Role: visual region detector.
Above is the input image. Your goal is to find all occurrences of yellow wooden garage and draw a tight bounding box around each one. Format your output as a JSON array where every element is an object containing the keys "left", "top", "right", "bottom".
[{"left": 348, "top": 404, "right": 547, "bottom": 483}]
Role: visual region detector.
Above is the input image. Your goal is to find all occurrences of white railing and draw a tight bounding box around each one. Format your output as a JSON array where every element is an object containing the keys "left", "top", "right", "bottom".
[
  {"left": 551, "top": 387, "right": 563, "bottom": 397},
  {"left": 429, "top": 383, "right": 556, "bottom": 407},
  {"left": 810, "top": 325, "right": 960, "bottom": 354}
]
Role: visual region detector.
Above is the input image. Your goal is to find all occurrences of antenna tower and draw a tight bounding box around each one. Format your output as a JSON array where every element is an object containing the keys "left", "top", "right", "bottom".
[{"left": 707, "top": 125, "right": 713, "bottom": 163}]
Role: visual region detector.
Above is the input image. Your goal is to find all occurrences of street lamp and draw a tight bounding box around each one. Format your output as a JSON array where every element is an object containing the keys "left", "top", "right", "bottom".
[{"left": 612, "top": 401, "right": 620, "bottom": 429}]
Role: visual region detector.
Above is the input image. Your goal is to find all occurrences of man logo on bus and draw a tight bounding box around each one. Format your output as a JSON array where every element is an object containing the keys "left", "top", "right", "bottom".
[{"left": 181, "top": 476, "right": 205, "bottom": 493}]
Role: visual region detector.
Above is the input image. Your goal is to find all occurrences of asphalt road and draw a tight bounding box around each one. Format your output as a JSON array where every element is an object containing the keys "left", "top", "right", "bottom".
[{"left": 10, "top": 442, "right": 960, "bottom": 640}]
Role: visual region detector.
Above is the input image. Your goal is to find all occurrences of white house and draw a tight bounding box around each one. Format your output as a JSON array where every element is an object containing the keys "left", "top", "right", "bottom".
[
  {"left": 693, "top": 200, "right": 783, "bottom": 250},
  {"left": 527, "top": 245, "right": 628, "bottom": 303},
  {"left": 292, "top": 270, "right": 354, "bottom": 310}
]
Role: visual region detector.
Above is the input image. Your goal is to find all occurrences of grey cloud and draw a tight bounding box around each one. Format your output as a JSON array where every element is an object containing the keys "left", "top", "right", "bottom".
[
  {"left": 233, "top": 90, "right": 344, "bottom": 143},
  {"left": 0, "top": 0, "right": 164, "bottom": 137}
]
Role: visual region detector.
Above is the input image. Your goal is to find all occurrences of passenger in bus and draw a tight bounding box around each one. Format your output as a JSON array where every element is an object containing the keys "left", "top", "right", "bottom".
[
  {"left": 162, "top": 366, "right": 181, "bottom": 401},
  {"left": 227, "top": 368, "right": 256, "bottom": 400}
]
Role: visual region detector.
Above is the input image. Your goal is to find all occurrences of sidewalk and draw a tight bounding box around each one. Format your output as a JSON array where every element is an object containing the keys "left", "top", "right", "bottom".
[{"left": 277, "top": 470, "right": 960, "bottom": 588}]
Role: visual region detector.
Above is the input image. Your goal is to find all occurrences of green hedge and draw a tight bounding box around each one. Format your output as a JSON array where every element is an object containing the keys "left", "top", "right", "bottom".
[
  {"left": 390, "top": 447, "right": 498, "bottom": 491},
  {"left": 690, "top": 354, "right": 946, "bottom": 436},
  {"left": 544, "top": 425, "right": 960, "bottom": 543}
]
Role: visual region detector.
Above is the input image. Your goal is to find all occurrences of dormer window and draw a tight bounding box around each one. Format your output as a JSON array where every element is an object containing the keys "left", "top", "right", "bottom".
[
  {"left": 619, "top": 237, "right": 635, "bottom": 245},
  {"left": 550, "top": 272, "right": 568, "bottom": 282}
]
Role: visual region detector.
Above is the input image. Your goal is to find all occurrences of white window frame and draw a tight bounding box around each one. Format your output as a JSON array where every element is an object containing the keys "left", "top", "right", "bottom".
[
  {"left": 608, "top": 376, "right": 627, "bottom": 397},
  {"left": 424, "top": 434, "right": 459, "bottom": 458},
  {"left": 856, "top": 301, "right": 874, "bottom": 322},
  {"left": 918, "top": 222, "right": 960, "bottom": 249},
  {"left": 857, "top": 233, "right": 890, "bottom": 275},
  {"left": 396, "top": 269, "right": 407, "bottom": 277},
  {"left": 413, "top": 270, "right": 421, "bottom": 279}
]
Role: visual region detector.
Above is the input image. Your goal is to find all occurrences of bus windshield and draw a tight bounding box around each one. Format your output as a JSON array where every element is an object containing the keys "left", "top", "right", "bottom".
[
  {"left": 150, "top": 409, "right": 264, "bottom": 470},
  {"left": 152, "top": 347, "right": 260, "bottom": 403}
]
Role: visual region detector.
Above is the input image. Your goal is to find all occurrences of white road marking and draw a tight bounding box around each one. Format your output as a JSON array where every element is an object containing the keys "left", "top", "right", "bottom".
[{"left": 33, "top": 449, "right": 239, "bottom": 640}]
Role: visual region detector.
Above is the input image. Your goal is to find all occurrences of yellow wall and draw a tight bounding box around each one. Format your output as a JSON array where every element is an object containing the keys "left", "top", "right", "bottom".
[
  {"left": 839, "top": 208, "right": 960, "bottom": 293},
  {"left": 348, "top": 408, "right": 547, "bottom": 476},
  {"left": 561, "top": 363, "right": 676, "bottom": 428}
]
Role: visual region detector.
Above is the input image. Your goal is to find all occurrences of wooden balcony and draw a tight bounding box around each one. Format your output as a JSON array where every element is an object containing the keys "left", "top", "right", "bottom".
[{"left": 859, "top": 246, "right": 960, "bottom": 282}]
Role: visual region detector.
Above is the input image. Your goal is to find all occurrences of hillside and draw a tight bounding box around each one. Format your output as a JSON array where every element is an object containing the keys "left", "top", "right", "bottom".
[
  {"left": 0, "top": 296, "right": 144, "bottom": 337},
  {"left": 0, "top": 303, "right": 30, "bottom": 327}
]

> **Problem description**
Output the listing above in full, exactly as written.

> **Written response**
Role: visual region detector.
Above is the input image. Your goal is to find all occurrences of yellow wooden garage and draw a tight bounding box around each one. Format your output as a JSON array where every element is an object containing the keys "left", "top", "right", "bottom".
[{"left": 348, "top": 404, "right": 547, "bottom": 483}]
Role: visual region detector.
Above is the input image. Your goal is to find all occurrences of white railing and draw a tight bounding box around each one. Format your output as a JSON array where every element is an object containing the keys "left", "top", "right", "bottom".
[
  {"left": 551, "top": 387, "right": 563, "bottom": 397},
  {"left": 429, "top": 383, "right": 556, "bottom": 407},
  {"left": 810, "top": 325, "right": 960, "bottom": 354}
]
Role: visual region detector.
Above is the input image. Your goal is to find all occurrences of antenna tower and draw a tight bounding box around each one. Format your output as a JSON array where every element is an object containing the keys "left", "top", "right", "bottom".
[{"left": 707, "top": 125, "right": 713, "bottom": 163}]
Role: visual region detector.
Above is the input image. Your goal is to find all occurrences of street lamp and draw a tight bounding box around each one. Format your output as a JSON array where every element is an object containing the keys "left", "top", "right", "bottom".
[{"left": 612, "top": 401, "right": 620, "bottom": 429}]
Role: visual region detector.
Above is the input image. Your goal is to find all occurrences of man logo on bus and draw a tight bounding box around each one. Format your output as a JSON array where every element is an object containing the keys "left", "top", "right", "bottom".
[{"left": 181, "top": 476, "right": 205, "bottom": 493}]
Role: visual region detector.
Above is the input image. Your goal is to find all occurrences of asphalt road and draw a tight bounding box around each one. Format your output as a JSON array where every element is an object containing the keys "left", "top", "right", "bottom".
[{"left": 10, "top": 442, "right": 960, "bottom": 640}]
Role: visual region detector.
Above is the input image. Your goal is to find all occurrences of white house and draw a tight bounding box around each one. Format your output as a JSON array where every element is an object containing the keys "left", "top", "right", "bottom".
[
  {"left": 693, "top": 200, "right": 783, "bottom": 250},
  {"left": 527, "top": 245, "right": 628, "bottom": 303},
  {"left": 292, "top": 270, "right": 354, "bottom": 310}
]
Role: visual region detector.
Above is the input image. Your goal is to find all occurrences of grey cloud and draw a tight bounding box around each one. Format your output as a JSON array where every element is an object containing the keys "left", "top", "right", "bottom".
[
  {"left": 233, "top": 90, "right": 344, "bottom": 143},
  {"left": 0, "top": 0, "right": 164, "bottom": 137}
]
Role: visual region detector.
Above is the input image. Your goal is to find all occurrences of passenger in bus and draw a tight bounding box around each one. Format your output as a JSON array where every element is an object containing the keys "left", "top", "right", "bottom".
[
  {"left": 162, "top": 366, "right": 181, "bottom": 401},
  {"left": 227, "top": 368, "right": 256, "bottom": 400}
]
Role: visual region detector.
Above is the input image. Your goal is to find all occurrences of sidewalk and draw a tight bounding box around each one. Format your output as a JSON array where every element is an object containing the keys "left", "top", "right", "bottom".
[{"left": 277, "top": 470, "right": 960, "bottom": 588}]
Role: visual region detector.
Above is the input image. Your goal is to find all occurrences of green hedge and draw a tight bounding box around each one. Format your output as a JSON array where every element is an object containing the keys "left", "top", "right", "bottom".
[
  {"left": 390, "top": 447, "right": 498, "bottom": 491},
  {"left": 690, "top": 354, "right": 946, "bottom": 436},
  {"left": 544, "top": 425, "right": 960, "bottom": 543}
]
Role: visual region detector.
Above is the input image. Your goal is to find all occurrences of dormer window and draw a tight bounding box around each one. Format your output as a JSON array where every element is an object containing the keys "left", "top", "right", "bottom".
[
  {"left": 619, "top": 237, "right": 635, "bottom": 245},
  {"left": 550, "top": 272, "right": 568, "bottom": 282}
]
Role: visual region detector.
Above is the input image. Your goal is to find all occurrences of white window frame and draw a tight bounding box around each one. Format your output as a JSON array where every element is an object containing the keys "left", "top", "right", "bottom".
[
  {"left": 608, "top": 376, "right": 627, "bottom": 397},
  {"left": 424, "top": 434, "right": 459, "bottom": 458},
  {"left": 856, "top": 301, "right": 874, "bottom": 322},
  {"left": 918, "top": 222, "right": 960, "bottom": 249},
  {"left": 857, "top": 233, "right": 890, "bottom": 275},
  {"left": 396, "top": 269, "right": 407, "bottom": 277},
  {"left": 413, "top": 270, "right": 421, "bottom": 279}
]
Role: visual region detector.
Above is the input image. Your goal is to find all occurrences of bus windshield and draw a tight bounding box around each one. Format your output as a JSON array where every element is an object containing the keys "left", "top", "right", "bottom".
[
  {"left": 150, "top": 409, "right": 264, "bottom": 470},
  {"left": 152, "top": 347, "right": 260, "bottom": 403}
]
Role: visual region detector.
Above is the input image. Your goal is to find all occurrences of white road marking and draw a tight bounding box around each one. Format your output as a JSON array where every element is an object containing the keys "left", "top", "right", "bottom".
[{"left": 33, "top": 449, "right": 239, "bottom": 640}]
Role: visual region detector.
Above is the input image. Your goal is to find all occurrences of yellow wall and draw a tight bounding box around each one. Format your output as a JSON array where every element is an object containing the keys "left", "top", "right", "bottom".
[
  {"left": 839, "top": 208, "right": 960, "bottom": 293},
  {"left": 348, "top": 408, "right": 547, "bottom": 476},
  {"left": 561, "top": 363, "right": 676, "bottom": 428}
]
Role: visual region detector.
Above is the input image. Your goal is to find all occurrences of wooden balcony and draw a tight bounding box around each one. Format your output as a JSON array where every element is an object containing the keys "left", "top", "right", "bottom".
[{"left": 859, "top": 246, "right": 960, "bottom": 282}]
Role: visual region detector.
Above is the input image. Your goal is to find all occurrences of hillside and draw a tight bounding box around each one. Format your output as a JSON array where every element is an object containing the keys "left", "top", "right", "bottom".
[
  {"left": 0, "top": 296, "right": 144, "bottom": 337},
  {"left": 0, "top": 303, "right": 30, "bottom": 327}
]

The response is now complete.